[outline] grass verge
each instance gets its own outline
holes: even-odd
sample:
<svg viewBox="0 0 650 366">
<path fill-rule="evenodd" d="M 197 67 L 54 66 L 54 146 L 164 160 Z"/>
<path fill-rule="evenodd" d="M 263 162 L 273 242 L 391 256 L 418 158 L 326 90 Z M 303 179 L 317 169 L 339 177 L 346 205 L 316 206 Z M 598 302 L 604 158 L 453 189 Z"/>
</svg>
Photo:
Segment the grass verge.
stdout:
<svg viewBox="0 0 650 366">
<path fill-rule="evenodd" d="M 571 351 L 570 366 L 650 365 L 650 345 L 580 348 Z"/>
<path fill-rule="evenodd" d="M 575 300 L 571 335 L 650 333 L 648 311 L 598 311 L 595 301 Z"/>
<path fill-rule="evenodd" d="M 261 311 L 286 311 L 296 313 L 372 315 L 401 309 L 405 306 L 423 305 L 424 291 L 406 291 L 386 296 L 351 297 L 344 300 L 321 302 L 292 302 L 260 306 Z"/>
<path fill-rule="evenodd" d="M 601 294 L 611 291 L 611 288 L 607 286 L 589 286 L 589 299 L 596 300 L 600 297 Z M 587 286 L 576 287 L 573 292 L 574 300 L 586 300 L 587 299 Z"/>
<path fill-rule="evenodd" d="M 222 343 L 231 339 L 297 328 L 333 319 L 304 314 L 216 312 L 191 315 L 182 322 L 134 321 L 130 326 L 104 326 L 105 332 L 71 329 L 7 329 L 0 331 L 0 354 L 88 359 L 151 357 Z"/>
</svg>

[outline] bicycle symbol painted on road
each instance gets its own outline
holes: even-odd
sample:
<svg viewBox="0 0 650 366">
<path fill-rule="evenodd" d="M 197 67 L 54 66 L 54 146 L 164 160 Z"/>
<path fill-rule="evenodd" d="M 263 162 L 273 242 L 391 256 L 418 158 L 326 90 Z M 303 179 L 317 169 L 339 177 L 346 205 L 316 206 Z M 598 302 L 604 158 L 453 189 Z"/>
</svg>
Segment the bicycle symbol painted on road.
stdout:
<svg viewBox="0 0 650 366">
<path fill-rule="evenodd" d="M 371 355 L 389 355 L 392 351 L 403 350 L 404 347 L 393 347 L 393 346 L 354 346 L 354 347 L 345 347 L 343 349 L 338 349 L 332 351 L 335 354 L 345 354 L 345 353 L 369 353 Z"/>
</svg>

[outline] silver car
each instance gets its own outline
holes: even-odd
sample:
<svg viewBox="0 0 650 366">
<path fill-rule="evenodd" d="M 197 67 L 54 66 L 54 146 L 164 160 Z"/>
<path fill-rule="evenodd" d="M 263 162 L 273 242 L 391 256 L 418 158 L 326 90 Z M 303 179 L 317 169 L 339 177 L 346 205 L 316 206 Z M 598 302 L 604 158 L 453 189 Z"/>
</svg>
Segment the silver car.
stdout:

────────────────────

## TRY IT
When a line in the data contains the string "symbol", copy that line.

## SOLUTION
[outline] bicycle symbol painted on road
Segment the bicycle symbol painted on road.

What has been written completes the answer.